##### Document excerpt

Department of History

Student Research Reveals Lessons of Past Quarantines

While Pennsylvania was in the midst of shelter-in-place orders to flatten the curve on COVID-19, Gina Watkins was digging into the ways the United States operated under quarantine in the past. Her research revealed that, historically, the reasoning behind quarantine orders often relied less upon science than it did upon racist and xenophobic notions about the types of people who spread disease.

Watkins, a 20-year old originally from Plainfield, New Jersey, investigated the topic as a Summer Undergraduate Research Awards (SURA) Project with the Kenneth P. Dietrich School of Arts and Sciences. She was guided by faculty mentor Mari Webel, an assistant professor in the Department of History, throughout the process. SURA awards a $4,000 stipend to undergraduates to explore a range of independent research topics. Students also take part in a 12-week summer course designed to teach them to share their findings with broad audiences.

Watkins, a fourth-year student pursuing a dual degree from the Department of History and the Department of History and Philosophy of Science, had a longtime interest in the history of public health that was piqued the end of last December, when China told the World Health Organization it was grappling with an unknown virus.  By the end of January, the virus had been identified as a member of the coronavirus family, begun its spread outside of China and been declared a global emergency by WHO. By the summer, Watkins began her SURA research under shelter-in-place orders in the United States.

Watkins learned quarantines in New York City and San Francisco’s Chinatown were largely fueled by racism and xenophobia rather than science.

##########
##### Study material

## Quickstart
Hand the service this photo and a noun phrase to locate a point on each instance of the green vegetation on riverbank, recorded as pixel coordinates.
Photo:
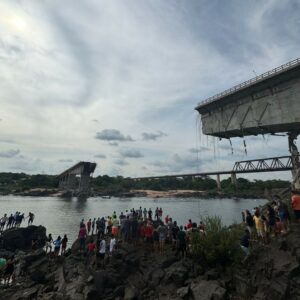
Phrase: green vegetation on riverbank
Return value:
(19, 182)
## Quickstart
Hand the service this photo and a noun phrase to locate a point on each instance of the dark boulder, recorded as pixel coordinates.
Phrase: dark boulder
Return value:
(21, 238)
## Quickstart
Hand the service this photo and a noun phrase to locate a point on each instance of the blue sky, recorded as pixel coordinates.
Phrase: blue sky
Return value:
(116, 82)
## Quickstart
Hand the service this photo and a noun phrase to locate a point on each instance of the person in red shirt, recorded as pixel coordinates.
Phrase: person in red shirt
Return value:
(88, 225)
(296, 204)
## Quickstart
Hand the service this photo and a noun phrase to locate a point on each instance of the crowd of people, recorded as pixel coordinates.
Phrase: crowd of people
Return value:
(268, 221)
(99, 237)
(15, 220)
(136, 226)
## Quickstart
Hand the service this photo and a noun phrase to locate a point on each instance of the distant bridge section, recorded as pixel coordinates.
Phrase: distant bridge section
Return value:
(268, 103)
(77, 178)
(271, 164)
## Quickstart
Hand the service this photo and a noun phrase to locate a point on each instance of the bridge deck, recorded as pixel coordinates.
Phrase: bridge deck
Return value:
(271, 164)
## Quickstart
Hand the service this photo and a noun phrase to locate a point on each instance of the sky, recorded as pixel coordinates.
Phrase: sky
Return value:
(117, 82)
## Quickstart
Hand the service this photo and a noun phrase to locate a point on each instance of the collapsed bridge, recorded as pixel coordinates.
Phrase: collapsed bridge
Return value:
(266, 104)
(77, 178)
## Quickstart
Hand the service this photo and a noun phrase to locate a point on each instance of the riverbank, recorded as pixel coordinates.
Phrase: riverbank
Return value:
(134, 272)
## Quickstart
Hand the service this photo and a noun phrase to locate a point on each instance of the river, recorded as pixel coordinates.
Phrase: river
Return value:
(62, 216)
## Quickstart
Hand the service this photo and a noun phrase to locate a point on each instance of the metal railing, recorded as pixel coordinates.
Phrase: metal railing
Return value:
(249, 82)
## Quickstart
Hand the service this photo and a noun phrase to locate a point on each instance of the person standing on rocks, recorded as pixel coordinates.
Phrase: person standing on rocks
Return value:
(88, 225)
(149, 234)
(82, 238)
(145, 214)
(296, 204)
(182, 242)
(9, 270)
(162, 231)
(245, 243)
(112, 245)
(3, 222)
(49, 242)
(102, 251)
(64, 242)
(175, 230)
(30, 218)
(259, 225)
(160, 213)
(249, 222)
(93, 225)
(91, 247)
(57, 244)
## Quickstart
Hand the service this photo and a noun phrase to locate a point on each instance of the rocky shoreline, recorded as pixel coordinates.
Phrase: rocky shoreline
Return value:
(136, 272)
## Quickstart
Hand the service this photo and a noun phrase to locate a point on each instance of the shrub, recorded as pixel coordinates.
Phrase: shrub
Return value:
(220, 245)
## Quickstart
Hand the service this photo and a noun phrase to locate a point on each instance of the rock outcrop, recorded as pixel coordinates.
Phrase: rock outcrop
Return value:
(137, 272)
(21, 238)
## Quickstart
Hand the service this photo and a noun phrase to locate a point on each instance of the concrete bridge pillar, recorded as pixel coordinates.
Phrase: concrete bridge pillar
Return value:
(218, 182)
(233, 179)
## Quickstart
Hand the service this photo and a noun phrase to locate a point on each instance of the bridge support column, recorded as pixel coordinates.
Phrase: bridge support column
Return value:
(218, 182)
(233, 179)
(295, 159)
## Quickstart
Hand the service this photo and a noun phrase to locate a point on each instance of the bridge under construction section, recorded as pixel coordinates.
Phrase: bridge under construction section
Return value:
(266, 104)
(272, 164)
(77, 178)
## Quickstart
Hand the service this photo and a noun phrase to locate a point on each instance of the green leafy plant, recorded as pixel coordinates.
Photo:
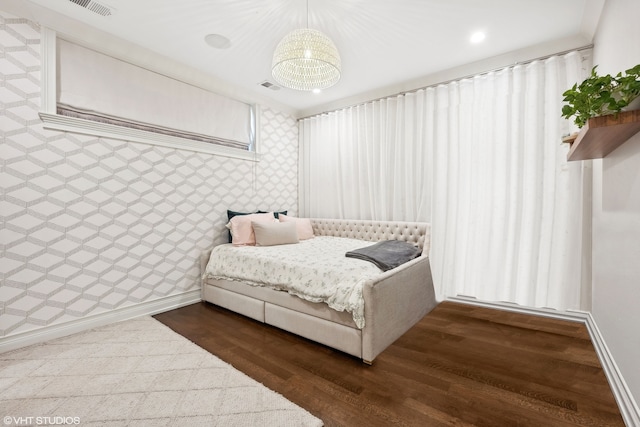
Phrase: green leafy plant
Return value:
(601, 95)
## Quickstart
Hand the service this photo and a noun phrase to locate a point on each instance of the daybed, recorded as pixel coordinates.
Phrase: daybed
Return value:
(394, 300)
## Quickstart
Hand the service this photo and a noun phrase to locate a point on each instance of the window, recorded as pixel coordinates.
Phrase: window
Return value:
(89, 92)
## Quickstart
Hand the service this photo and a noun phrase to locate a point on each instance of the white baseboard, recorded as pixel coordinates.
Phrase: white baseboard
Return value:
(149, 308)
(627, 405)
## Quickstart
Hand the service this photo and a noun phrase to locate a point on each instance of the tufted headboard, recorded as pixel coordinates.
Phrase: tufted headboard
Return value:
(418, 233)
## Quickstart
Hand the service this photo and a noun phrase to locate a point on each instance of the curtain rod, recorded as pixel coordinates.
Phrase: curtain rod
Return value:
(468, 76)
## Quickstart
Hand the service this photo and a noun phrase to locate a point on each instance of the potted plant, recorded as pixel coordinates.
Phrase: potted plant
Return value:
(601, 95)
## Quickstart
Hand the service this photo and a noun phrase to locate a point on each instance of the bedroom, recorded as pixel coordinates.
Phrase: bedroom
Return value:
(156, 254)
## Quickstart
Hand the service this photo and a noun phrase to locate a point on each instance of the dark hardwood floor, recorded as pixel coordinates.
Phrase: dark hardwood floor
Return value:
(460, 365)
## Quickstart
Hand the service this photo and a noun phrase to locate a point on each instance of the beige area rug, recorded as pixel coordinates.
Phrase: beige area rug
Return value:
(134, 373)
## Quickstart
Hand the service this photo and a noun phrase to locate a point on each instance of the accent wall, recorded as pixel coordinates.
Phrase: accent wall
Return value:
(89, 225)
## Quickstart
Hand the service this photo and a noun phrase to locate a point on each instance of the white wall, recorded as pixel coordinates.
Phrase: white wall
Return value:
(91, 225)
(616, 207)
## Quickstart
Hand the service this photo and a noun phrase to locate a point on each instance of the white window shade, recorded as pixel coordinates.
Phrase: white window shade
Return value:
(98, 87)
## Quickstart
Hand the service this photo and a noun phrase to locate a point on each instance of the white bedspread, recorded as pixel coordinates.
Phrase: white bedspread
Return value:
(315, 270)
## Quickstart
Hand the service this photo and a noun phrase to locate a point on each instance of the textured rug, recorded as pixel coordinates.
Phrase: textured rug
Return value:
(134, 373)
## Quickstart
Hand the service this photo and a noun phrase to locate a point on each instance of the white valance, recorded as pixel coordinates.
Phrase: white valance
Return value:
(98, 87)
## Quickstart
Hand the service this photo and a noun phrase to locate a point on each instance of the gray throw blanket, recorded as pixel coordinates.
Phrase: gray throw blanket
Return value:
(387, 254)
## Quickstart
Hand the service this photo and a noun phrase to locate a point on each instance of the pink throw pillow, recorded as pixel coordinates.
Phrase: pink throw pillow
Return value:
(241, 230)
(303, 225)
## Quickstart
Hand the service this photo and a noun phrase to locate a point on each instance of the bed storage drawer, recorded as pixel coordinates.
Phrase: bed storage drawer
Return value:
(244, 305)
(338, 336)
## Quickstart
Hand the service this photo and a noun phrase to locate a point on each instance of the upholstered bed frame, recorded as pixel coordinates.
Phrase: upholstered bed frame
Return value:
(394, 301)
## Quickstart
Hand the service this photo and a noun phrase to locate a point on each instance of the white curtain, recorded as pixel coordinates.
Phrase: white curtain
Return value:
(479, 158)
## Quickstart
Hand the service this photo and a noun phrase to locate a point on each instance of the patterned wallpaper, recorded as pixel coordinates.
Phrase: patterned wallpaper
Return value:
(91, 224)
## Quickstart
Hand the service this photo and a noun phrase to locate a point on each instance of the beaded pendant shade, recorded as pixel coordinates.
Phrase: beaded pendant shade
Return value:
(306, 59)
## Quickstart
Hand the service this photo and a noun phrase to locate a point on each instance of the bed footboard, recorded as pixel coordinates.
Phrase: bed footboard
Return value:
(394, 303)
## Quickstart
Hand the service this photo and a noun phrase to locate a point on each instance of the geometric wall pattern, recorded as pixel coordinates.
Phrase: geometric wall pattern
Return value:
(90, 224)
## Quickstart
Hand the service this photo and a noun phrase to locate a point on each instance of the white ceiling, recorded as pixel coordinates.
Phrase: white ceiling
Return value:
(386, 46)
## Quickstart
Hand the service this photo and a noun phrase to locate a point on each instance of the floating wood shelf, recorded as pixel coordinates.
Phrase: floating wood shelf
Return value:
(601, 135)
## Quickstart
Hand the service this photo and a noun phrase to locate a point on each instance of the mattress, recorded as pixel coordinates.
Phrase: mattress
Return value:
(315, 270)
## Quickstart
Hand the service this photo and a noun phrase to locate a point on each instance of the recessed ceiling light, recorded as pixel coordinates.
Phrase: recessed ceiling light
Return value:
(217, 41)
(477, 37)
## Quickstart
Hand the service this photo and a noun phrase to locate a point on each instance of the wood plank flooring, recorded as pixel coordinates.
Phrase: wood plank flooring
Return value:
(460, 365)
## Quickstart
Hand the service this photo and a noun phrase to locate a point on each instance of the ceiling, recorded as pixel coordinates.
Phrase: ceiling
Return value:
(386, 46)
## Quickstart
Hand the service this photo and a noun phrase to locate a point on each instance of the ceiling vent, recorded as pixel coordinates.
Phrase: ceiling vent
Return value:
(94, 6)
(269, 85)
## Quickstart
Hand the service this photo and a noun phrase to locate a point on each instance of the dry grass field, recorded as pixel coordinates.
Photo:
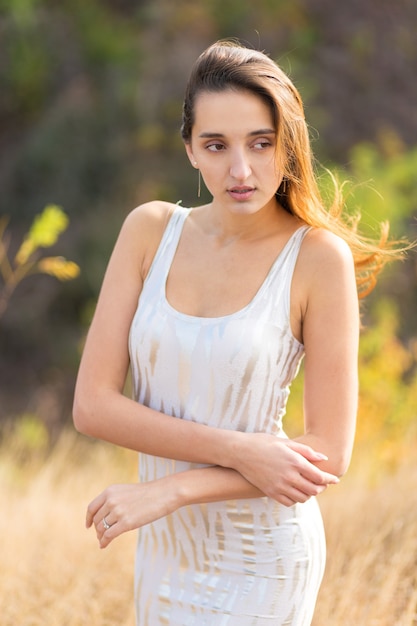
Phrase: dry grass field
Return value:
(53, 574)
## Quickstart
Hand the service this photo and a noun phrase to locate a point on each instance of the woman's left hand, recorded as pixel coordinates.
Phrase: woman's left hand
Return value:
(121, 508)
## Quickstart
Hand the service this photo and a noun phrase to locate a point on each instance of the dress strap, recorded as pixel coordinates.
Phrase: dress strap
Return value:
(166, 250)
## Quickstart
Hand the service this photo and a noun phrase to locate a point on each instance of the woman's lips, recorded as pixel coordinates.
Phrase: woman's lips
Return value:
(241, 193)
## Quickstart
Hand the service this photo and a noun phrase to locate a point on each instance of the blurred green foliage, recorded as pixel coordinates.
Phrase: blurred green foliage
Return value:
(44, 233)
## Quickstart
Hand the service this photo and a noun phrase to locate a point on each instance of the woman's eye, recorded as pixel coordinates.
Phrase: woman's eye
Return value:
(215, 147)
(262, 144)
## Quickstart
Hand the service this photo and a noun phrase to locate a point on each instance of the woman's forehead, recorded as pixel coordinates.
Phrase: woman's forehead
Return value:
(231, 108)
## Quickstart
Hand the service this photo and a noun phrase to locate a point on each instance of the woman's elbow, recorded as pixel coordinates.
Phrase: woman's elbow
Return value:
(82, 415)
(338, 464)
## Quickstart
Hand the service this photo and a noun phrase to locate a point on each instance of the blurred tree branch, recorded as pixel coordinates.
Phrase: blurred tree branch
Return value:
(44, 232)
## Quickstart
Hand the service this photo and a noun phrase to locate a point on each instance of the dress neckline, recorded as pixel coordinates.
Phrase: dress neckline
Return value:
(243, 310)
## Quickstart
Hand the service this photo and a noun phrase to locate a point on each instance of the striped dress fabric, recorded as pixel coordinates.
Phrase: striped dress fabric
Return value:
(250, 562)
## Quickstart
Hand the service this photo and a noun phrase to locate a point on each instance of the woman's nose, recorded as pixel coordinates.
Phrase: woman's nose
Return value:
(240, 167)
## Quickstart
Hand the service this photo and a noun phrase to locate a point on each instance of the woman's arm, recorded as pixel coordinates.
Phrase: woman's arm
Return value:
(130, 506)
(330, 335)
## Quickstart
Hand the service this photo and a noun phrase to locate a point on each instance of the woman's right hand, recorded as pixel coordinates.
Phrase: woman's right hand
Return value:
(282, 469)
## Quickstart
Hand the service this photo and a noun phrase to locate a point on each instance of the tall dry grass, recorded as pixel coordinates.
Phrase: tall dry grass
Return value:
(53, 574)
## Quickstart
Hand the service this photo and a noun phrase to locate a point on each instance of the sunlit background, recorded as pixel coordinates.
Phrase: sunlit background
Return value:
(90, 110)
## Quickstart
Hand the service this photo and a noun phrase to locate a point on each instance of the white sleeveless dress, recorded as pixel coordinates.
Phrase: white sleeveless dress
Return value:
(247, 562)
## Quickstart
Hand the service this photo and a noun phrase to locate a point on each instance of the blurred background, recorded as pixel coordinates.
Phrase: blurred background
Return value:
(90, 107)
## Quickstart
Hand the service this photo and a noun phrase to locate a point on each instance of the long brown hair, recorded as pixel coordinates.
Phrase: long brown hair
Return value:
(229, 65)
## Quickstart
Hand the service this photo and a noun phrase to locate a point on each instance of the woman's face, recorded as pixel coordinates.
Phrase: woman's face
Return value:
(233, 144)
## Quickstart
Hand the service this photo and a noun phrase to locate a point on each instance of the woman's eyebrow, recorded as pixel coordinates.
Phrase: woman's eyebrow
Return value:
(253, 133)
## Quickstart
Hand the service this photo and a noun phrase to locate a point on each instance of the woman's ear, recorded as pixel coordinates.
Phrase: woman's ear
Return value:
(190, 155)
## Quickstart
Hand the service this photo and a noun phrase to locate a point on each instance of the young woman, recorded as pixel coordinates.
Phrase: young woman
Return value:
(214, 307)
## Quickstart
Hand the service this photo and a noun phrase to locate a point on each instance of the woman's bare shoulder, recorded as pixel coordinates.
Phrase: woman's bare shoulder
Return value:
(321, 248)
(151, 216)
(143, 229)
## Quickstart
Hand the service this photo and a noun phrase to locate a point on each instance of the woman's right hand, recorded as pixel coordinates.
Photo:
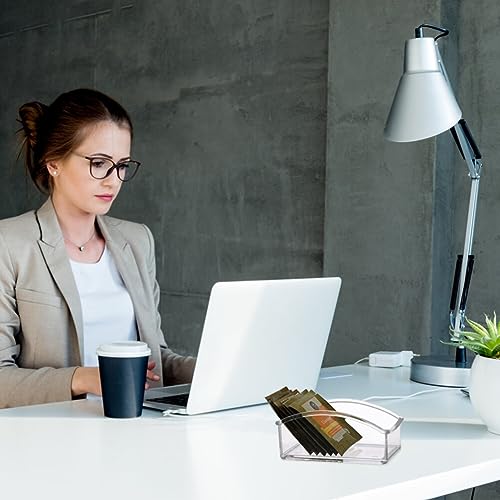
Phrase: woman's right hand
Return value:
(86, 380)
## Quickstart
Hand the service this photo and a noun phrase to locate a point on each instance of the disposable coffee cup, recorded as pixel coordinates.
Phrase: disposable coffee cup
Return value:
(122, 368)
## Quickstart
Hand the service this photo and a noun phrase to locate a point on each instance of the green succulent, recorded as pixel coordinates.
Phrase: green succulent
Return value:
(483, 340)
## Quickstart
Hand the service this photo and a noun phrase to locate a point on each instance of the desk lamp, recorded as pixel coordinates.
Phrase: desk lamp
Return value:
(425, 106)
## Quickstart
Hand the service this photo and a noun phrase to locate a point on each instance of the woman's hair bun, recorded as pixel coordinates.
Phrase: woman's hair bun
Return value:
(31, 116)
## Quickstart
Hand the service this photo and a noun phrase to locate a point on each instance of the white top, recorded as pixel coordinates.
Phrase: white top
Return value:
(107, 310)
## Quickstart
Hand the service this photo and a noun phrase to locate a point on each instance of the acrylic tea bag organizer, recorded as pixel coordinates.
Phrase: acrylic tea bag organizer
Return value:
(380, 430)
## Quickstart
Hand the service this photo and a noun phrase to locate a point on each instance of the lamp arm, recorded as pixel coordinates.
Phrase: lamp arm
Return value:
(472, 156)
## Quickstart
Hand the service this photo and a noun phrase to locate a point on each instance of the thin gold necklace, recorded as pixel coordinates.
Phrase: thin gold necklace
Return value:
(82, 246)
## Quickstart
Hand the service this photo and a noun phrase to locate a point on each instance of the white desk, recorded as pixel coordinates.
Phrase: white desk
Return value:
(69, 450)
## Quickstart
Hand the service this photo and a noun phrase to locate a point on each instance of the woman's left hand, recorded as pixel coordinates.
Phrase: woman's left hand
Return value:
(150, 375)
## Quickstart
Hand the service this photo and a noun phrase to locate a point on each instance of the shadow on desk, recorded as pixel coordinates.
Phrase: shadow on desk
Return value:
(443, 431)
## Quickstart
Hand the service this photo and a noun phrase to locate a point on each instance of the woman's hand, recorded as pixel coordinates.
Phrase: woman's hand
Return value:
(150, 375)
(86, 380)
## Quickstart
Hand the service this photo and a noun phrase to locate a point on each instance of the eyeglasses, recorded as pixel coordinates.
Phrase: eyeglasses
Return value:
(100, 167)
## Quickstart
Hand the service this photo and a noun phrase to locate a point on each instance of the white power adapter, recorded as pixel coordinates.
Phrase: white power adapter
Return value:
(390, 359)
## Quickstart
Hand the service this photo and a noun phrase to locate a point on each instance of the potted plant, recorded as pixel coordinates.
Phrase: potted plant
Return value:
(484, 340)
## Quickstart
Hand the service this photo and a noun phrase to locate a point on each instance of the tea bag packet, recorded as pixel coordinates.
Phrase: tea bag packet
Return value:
(319, 443)
(296, 427)
(336, 430)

##########

Task details: Carry on the article about student research into past quarantines, starting right after its last sentence. None of the lines above have any bearing on the article about student research into past quarantines.

Response below:
“The public health department hired scientists to get advice on what to do and they didn’t listen, they only listened to what the public wanted. The public said, ‘We don’t want these immigrants here, send them away.’ So the New York Public Health Department sent Russian Jewish immigrants to a small island with little to no resources and told them to stay there.”

She said public health officials didn’t fare much better in San Francisco’s Chinatown and other large cities after disease outbreaks—those cities also imposed restrictions based upon nationality. She said part of the issue is major ports on the coast of America had high immigrant populations, and outbreaks sometimes occurred as ships moved between ports. But there was little effort to determine which individuals were actually sick.

If the nation hopes to successfully limit the spread of COVID-19 until a vaccine is created, Watkins said it must take lessons from the past into account.

“We shouldn’t be anti-people. We should be pro-science and with this science, we should actually help people,” she said.